[Available records Boundary: Start]

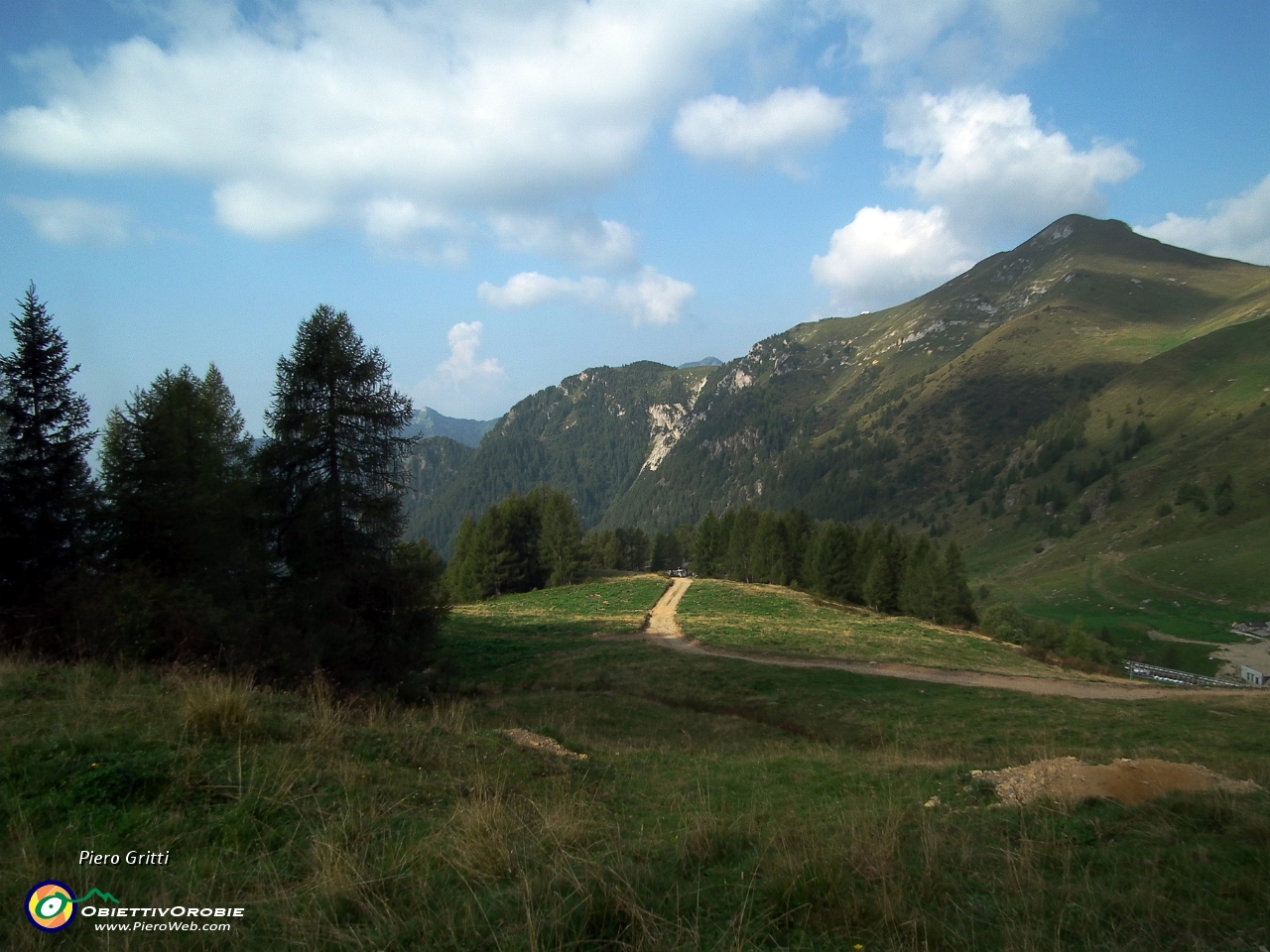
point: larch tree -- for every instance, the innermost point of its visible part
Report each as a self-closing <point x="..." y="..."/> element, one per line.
<point x="48" y="495"/>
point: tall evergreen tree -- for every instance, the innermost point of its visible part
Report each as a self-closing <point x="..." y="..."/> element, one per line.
<point x="738" y="561"/>
<point x="46" y="490"/>
<point x="708" y="546"/>
<point x="885" y="576"/>
<point x="334" y="453"/>
<point x="561" y="544"/>
<point x="956" y="601"/>
<point x="834" y="562"/>
<point x="350" y="601"/>
<point x="176" y="463"/>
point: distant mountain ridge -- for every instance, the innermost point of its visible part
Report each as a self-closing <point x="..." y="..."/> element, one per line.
<point x="1047" y="379"/>
<point x="430" y="422"/>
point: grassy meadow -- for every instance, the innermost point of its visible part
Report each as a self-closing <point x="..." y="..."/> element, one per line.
<point x="776" y="620"/>
<point x="720" y="805"/>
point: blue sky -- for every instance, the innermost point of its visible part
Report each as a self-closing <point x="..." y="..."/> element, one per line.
<point x="504" y="193"/>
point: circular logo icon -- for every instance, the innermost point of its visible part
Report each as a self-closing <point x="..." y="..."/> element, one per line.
<point x="51" y="905"/>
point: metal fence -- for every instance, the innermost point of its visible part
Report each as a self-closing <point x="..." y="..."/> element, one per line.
<point x="1167" y="675"/>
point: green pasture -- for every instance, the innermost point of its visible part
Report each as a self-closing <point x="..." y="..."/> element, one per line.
<point x="774" y="620"/>
<point x="720" y="805"/>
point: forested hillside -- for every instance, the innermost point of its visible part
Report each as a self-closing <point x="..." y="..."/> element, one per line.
<point x="978" y="389"/>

[Available records Boundary: End]

- [Task statement]: Before copying the data, remove the pictures. Then repeat the rest exactly.

- [Solved exercise]:
point: larch tree -- for every instance, the innermost point of its visible part
Report each as a self-closing <point x="..." y="..."/> element, one per line.
<point x="48" y="495"/>
point: tall evergreen tree -- for every instance, the innermost point of its visible part
Report each as a self-closing <point x="..." y="..."/> element, one per line.
<point x="738" y="561"/>
<point x="46" y="490"/>
<point x="708" y="546"/>
<point x="885" y="576"/>
<point x="334" y="453"/>
<point x="561" y="544"/>
<point x="956" y="601"/>
<point x="834" y="562"/>
<point x="350" y="601"/>
<point x="176" y="463"/>
point: distant mountain ridge -- for every instance, the innermost point of its visible part
Report each as a self-closing <point x="..." y="..."/> element, one per line.
<point x="1047" y="379"/>
<point x="430" y="422"/>
point: grassy meadow -- for every instance, the innermost point of its visible part
Report each as a self-closing <point x="..." y="..."/> element, one per line.
<point x="776" y="620"/>
<point x="720" y="805"/>
point: blue sky -- for every instance, the innermost point of its visible part
Report each as a self-closing <point x="..." y="..."/> element, one per line.
<point x="504" y="193"/>
point: circular logo icon -- for every instance, the innermost point of its visible part
Report each as a self-closing <point x="..." y="..."/> element, one per line.
<point x="51" y="905"/>
point: metal fence -- for every instance, the innermost point of its visible part
Report each as a self-closing <point x="..." y="..."/> element, one per line.
<point x="1167" y="675"/>
point: green pasture -- for every instance, the innermost point of its visible part
Report each as a self-closing <point x="..." y="..."/> element, one per line.
<point x="774" y="620"/>
<point x="720" y="805"/>
point: forested hillside -- for every instance, the innermost point of its visible part
Report each as a self-closing <point x="..." y="..."/> element, one per line.
<point x="978" y="389"/>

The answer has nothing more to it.